[Source material Boundary: Start]

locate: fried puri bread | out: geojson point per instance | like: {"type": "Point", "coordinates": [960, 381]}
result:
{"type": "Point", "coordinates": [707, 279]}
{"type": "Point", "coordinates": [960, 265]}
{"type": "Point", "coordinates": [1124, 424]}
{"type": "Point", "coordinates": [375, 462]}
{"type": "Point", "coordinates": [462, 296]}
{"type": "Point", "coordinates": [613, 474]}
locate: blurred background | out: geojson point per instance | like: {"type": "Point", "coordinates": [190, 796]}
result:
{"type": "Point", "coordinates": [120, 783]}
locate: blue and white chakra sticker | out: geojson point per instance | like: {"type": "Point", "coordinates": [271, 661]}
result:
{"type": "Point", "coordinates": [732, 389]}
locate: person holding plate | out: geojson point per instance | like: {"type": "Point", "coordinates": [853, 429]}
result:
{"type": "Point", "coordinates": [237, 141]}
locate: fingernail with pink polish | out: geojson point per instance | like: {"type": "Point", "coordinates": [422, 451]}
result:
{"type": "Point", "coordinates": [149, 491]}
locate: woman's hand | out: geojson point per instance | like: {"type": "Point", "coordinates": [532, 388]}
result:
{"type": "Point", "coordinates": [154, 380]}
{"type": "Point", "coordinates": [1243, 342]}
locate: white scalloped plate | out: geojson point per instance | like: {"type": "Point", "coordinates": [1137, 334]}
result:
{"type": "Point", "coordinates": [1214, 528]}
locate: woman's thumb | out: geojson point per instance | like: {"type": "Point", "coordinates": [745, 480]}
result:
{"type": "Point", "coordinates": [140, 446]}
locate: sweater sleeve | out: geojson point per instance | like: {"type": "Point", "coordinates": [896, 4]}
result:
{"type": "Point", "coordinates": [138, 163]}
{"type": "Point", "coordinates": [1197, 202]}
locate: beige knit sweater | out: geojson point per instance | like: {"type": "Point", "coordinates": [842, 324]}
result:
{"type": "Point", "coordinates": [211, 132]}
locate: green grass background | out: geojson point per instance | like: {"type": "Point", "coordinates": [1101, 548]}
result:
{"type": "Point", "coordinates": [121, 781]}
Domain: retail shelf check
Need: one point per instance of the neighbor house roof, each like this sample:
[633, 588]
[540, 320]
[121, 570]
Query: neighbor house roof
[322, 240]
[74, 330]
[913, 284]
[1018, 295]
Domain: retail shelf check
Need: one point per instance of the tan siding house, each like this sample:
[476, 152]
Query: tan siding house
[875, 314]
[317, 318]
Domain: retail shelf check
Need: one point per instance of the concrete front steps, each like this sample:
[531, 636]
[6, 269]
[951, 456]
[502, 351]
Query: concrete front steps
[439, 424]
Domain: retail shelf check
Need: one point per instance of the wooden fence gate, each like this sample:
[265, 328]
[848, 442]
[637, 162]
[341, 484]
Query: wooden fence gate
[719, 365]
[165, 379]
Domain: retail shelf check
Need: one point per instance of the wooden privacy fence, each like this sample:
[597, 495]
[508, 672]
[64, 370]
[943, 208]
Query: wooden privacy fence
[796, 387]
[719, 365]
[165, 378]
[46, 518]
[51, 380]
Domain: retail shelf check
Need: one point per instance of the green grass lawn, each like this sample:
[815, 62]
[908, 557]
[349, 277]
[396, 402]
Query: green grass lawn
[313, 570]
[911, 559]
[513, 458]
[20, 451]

[Source material Boundary: End]

Pull each line that includes the word "woman" out of the material above.

* [Solution for this exercise]:
locate: woman's hand | out: geojson point per instance | like: {"type": "Point", "coordinates": [532, 388]}
locate: woman's thumb | out: geojson point per instance | like: {"type": "Point", "coordinates": [745, 480]}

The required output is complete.